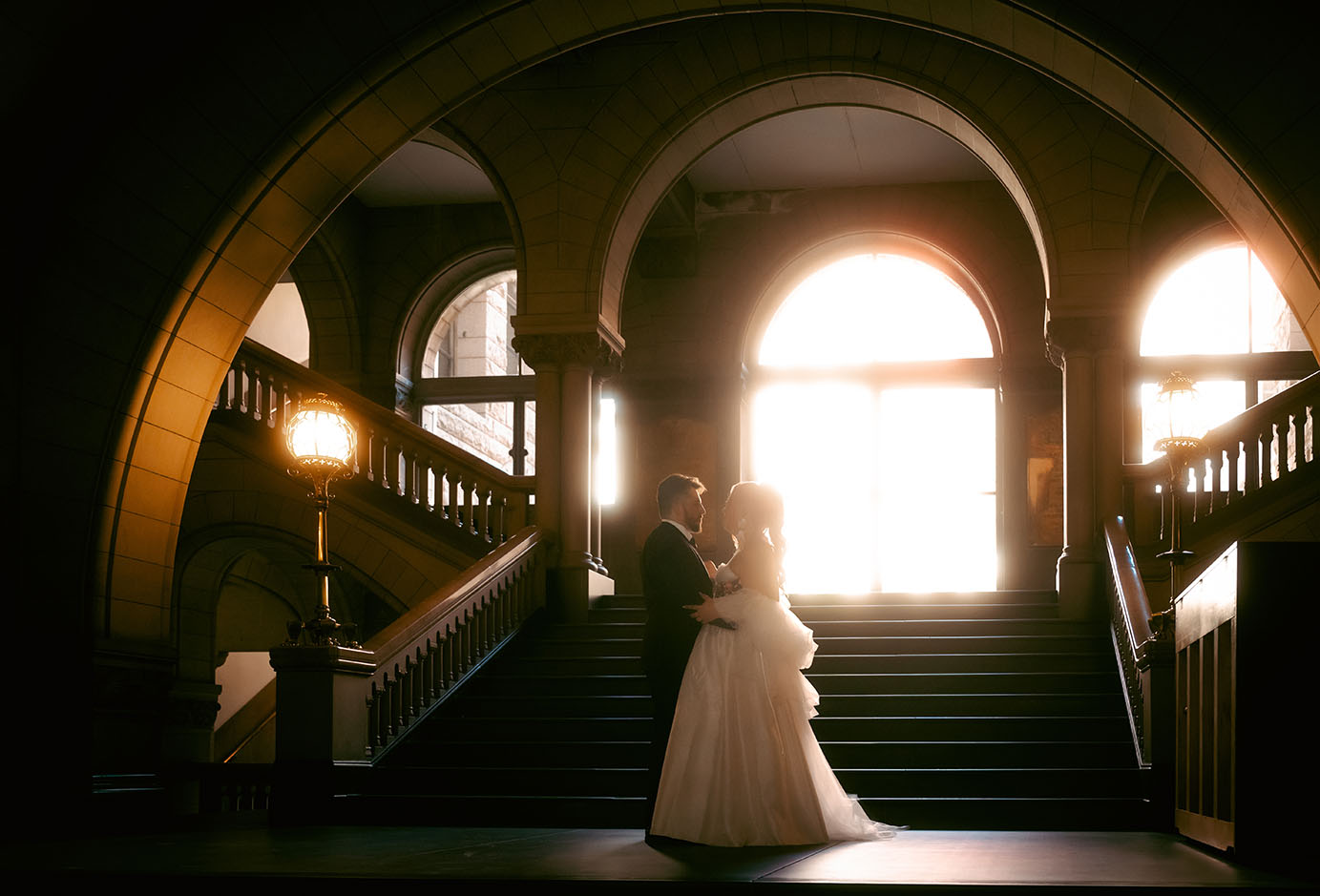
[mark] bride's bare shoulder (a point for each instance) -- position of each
(757, 566)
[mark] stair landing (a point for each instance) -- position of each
(940, 712)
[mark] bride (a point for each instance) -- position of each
(744, 765)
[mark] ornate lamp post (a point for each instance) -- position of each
(324, 445)
(1178, 396)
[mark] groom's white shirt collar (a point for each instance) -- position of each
(680, 527)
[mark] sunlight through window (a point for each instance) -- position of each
(1221, 302)
(874, 307)
(888, 486)
(607, 455)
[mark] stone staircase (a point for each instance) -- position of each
(940, 712)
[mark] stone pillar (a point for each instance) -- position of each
(321, 710)
(1085, 348)
(1109, 431)
(568, 365)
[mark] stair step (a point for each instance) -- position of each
(831, 705)
(850, 754)
(816, 614)
(631, 781)
(875, 645)
(950, 682)
(878, 599)
(951, 727)
(945, 712)
(931, 813)
(862, 627)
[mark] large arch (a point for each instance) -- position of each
(785, 95)
(312, 160)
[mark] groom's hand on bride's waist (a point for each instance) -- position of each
(707, 613)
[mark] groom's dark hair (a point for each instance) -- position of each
(674, 487)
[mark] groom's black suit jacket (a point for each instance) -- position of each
(674, 577)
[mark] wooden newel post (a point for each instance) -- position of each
(321, 723)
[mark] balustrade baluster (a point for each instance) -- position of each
(1234, 455)
(1310, 454)
(466, 656)
(1289, 462)
(410, 490)
(1251, 457)
(449, 656)
(485, 528)
(372, 712)
(453, 511)
(1272, 469)
(396, 702)
(252, 409)
(1219, 479)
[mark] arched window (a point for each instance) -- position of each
(874, 413)
(282, 324)
(1221, 320)
(472, 338)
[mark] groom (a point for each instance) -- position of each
(674, 578)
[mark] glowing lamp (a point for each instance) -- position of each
(324, 445)
(321, 438)
(1178, 397)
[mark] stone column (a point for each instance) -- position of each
(564, 436)
(1082, 347)
(1109, 431)
(321, 710)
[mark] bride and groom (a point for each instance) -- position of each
(734, 761)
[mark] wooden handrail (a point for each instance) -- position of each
(426, 654)
(1133, 605)
(474, 499)
(1142, 648)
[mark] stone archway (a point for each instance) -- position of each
(310, 162)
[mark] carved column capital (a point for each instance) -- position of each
(1082, 334)
(562, 350)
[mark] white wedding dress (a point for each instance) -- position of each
(744, 765)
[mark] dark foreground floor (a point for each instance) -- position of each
(618, 861)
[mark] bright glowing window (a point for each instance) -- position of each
(282, 324)
(881, 472)
(874, 307)
(1221, 302)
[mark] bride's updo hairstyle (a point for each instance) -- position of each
(768, 510)
(762, 510)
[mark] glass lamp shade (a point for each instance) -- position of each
(1178, 396)
(320, 437)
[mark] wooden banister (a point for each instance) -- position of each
(475, 500)
(1143, 647)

## EXERCISE:
Write out, unchanged, the part of the data above that opens with the line containing "[mark] groom's black" and closes with the line containing "(1219, 479)", including both of those lines.

## SOLVED PROBLEM:
[mark] groom's black suit jacket (a point for each instance) -- position of each
(674, 577)
[mark] wooden newel post (a point for each instance) -- position of each
(321, 723)
[mark] balustrade baluster (a point for each instance) -- position of each
(1234, 455)
(1310, 454)
(466, 656)
(1289, 462)
(410, 490)
(1251, 457)
(449, 656)
(485, 528)
(372, 712)
(453, 511)
(1272, 469)
(396, 702)
(252, 409)
(1219, 479)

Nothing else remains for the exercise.